**Work to do**
Locate every line in the material that contains the string "back" and copy each such line in full.

**Record list**
● ● ● ●

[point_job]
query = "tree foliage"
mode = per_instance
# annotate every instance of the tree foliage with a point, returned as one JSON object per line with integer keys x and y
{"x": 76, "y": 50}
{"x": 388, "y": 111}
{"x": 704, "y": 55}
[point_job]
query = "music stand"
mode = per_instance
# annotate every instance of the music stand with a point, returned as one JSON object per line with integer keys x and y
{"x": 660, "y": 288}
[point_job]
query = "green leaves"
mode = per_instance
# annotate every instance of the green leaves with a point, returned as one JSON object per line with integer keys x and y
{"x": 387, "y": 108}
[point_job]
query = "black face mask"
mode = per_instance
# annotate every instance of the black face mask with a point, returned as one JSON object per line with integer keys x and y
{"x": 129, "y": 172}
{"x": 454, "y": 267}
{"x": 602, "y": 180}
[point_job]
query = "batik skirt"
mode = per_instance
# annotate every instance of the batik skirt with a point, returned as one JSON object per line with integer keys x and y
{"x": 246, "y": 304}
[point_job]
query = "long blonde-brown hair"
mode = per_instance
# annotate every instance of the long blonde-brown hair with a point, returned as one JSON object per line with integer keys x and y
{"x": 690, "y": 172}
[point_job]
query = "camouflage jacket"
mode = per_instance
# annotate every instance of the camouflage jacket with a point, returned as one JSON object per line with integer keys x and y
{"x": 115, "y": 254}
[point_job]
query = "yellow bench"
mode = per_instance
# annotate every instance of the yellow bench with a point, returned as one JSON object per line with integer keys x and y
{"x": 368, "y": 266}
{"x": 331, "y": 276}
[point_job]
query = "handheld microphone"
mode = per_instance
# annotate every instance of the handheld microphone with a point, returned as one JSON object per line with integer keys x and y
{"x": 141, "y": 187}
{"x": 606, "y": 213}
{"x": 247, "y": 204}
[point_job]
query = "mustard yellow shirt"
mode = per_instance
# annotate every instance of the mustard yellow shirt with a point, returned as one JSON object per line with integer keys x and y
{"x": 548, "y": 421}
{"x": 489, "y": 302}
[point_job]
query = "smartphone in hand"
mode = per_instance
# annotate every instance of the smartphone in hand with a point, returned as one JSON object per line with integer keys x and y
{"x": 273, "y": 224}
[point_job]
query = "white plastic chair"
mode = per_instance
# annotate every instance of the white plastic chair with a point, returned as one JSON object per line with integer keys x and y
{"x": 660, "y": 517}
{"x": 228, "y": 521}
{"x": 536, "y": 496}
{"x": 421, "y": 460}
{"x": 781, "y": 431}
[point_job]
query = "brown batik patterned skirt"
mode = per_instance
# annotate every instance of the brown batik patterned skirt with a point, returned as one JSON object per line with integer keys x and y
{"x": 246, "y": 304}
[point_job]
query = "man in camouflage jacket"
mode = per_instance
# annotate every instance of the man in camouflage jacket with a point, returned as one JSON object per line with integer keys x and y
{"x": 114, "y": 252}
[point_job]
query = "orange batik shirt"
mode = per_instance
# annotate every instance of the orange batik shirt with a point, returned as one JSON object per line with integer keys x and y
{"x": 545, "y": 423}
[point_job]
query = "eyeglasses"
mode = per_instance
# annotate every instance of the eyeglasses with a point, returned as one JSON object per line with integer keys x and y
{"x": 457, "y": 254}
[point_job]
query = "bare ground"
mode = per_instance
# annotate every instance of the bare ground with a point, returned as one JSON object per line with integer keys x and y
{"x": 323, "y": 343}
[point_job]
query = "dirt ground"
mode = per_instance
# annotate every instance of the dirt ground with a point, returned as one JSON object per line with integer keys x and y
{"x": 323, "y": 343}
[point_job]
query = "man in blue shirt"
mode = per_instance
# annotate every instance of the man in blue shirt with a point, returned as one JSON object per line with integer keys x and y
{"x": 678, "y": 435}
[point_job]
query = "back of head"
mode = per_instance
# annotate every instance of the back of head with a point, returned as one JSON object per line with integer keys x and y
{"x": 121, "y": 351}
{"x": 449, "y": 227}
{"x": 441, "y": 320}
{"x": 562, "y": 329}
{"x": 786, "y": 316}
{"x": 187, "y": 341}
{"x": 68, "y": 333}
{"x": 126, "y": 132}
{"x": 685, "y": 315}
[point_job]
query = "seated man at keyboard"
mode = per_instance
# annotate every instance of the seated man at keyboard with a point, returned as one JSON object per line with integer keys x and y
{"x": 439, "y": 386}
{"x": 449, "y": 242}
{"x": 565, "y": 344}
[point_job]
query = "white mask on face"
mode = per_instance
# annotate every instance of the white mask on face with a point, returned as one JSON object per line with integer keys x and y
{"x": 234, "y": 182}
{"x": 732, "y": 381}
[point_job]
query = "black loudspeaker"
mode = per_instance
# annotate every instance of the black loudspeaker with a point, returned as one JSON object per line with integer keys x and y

● ● ● ●

**Written reply**
query = "back of head"
# annotate every instance of the back of head with a point, returned as one JSON object per line with integer keys x and y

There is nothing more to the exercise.